(Dataset entries)

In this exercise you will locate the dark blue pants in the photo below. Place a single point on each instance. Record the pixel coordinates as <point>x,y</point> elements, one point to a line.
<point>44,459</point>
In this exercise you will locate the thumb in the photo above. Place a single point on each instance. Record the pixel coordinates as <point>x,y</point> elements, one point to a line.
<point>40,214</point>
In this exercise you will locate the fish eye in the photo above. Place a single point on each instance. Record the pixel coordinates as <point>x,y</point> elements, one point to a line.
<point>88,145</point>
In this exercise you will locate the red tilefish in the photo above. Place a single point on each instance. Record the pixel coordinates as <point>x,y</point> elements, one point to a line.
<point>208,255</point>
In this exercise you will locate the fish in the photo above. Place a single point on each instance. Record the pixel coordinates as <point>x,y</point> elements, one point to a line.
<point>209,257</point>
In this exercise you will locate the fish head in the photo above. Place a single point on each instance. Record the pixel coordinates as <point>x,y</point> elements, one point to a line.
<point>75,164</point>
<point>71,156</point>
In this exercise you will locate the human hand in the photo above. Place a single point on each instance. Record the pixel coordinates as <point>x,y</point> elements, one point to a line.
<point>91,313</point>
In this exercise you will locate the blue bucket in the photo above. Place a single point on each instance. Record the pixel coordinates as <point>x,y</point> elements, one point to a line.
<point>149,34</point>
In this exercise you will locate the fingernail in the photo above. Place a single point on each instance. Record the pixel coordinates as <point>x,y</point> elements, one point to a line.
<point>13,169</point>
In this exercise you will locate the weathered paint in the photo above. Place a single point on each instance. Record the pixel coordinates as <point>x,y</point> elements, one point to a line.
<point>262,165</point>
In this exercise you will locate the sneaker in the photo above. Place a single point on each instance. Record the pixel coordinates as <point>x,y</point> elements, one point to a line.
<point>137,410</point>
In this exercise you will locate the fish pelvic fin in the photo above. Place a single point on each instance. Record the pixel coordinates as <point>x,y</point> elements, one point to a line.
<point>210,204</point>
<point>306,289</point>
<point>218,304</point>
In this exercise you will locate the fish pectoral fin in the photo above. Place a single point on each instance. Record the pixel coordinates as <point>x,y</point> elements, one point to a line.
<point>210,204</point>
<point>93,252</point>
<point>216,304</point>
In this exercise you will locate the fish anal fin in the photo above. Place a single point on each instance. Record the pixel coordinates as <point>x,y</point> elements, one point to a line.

(WORK REQUIRED): Beginning with the line that holds "In this exercise you will locate the sneaker", please give again each line exactly until the records end, and include that final line.

(SOLVED EXERCISE):
In this exercise you will locate the sneaker in the photo above. Place a single point on each instance. Record the pixel coordinates as <point>x,y</point> elements, one point to a line.
<point>137,410</point>
In this exercise you will locate the fish pelvic fin in the photo above. Place a single point on each instance. Record the pixel coordinates as <point>x,y</point> elements, one point to a line.
<point>210,204</point>
<point>306,289</point>
<point>218,304</point>
In this exercise you will locate the fish pectoral fin in the photo above. Place a single point on each instance. Record the pixel coordinates as <point>x,y</point> elements, one point to a line.
<point>210,204</point>
<point>93,252</point>
<point>216,304</point>
In this exercise you will locate the fish anal fin in the photo above. Place a single point on each instance. Record the pixel coordinates as <point>x,y</point> elements, one point to a line.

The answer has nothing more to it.